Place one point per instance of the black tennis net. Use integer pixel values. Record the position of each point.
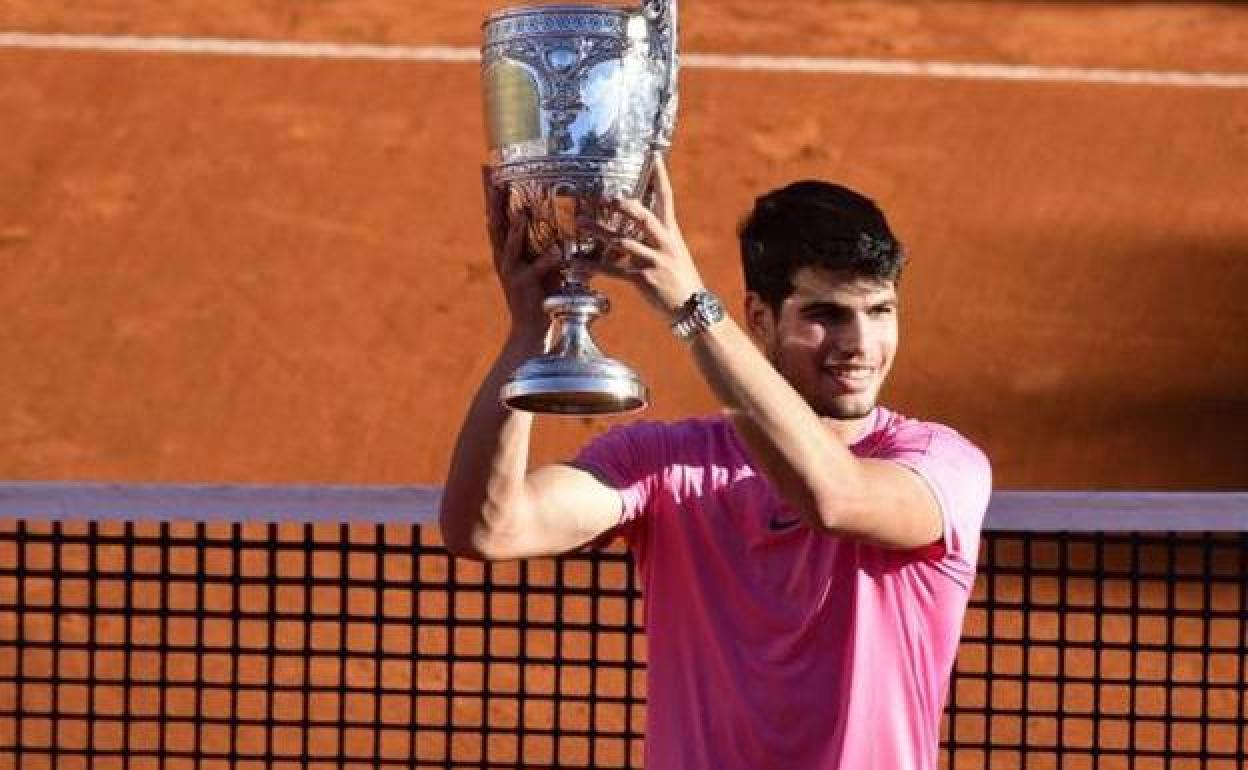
(251, 644)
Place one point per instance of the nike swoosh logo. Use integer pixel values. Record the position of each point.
(775, 524)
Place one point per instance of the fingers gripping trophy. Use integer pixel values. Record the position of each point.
(578, 100)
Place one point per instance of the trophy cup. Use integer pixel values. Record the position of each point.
(578, 97)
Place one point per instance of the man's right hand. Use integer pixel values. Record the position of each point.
(527, 278)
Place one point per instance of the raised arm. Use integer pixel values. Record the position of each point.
(810, 464)
(493, 506)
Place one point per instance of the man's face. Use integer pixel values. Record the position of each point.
(834, 338)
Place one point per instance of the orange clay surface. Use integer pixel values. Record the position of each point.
(275, 270)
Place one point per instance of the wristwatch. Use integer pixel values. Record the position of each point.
(702, 311)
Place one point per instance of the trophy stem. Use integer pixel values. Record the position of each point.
(573, 377)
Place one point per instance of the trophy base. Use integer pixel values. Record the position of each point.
(555, 385)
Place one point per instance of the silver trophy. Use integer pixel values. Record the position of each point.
(578, 99)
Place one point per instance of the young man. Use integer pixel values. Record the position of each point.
(808, 557)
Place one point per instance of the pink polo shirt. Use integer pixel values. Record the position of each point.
(771, 645)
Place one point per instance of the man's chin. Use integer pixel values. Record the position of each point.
(846, 408)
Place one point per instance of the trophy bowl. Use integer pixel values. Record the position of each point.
(578, 99)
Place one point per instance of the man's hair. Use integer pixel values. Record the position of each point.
(814, 224)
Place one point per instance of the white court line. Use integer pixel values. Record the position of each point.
(1010, 509)
(698, 61)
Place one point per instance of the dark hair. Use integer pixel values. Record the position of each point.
(813, 224)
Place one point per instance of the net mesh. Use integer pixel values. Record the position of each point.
(247, 645)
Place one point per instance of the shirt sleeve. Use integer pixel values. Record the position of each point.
(628, 459)
(960, 477)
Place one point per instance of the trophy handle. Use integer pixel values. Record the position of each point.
(664, 19)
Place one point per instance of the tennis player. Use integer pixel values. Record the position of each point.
(808, 554)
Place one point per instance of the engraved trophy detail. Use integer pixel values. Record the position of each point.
(577, 100)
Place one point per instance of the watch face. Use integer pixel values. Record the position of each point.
(710, 306)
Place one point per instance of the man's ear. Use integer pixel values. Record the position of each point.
(759, 318)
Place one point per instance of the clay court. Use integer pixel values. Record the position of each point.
(268, 265)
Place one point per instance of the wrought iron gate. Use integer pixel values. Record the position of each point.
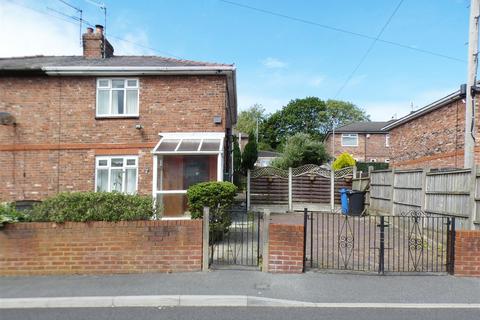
(238, 243)
(411, 242)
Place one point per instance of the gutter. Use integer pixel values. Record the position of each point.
(113, 71)
(428, 108)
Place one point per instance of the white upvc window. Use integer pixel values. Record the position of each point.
(116, 173)
(349, 140)
(117, 97)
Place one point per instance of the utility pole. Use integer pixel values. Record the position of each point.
(469, 147)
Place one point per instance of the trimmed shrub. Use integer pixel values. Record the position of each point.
(8, 214)
(218, 196)
(93, 206)
(343, 161)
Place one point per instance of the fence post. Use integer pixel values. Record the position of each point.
(265, 239)
(392, 204)
(332, 189)
(381, 257)
(290, 190)
(206, 238)
(248, 189)
(473, 195)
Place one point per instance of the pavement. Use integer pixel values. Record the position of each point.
(241, 288)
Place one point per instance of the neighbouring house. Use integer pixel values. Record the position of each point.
(265, 158)
(432, 136)
(99, 122)
(366, 141)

▶ _Problem details_
Scale the point coordinates from the line that has "Place one point per instance of the gutter." through the end of the records by 2.6, rounding each product to a whole number with halves going up. Write out every line in that span again, including those without coordinates.

▶ _Result of this task_
Place one point per instance of the gutter. Use integer pixel values. Record the position of each point.
(294, 185)
(1113, 281)
Place one point per instance of the white upvc window. Use integer pixel values. Record the position of each point.
(302, 450)
(907, 364)
(304, 252)
Place one point per instance of the utility pole. Use integer pixel values. Record the position of each point.
(1219, 382)
Place one point per instance of the trimmed shrub. Use integer pixel values. Record the position of each point.
(21, 556)
(567, 510)
(242, 536)
(892, 419)
Place one point per instance of the fence post. Use integer pixel values. Record the position of each point.
(689, 621)
(1019, 530)
(863, 491)
(991, 668)
(754, 494)
(536, 619)
(645, 491)
(1230, 507)
Place one point per instance of the pavement. Use integer pixel values. Record the position of each point.
(627, 749)
Place one point per instance of the neighbouring house. Use integer pixel values. Record the position of each point.
(689, 411)
(1123, 354)
(257, 317)
(952, 367)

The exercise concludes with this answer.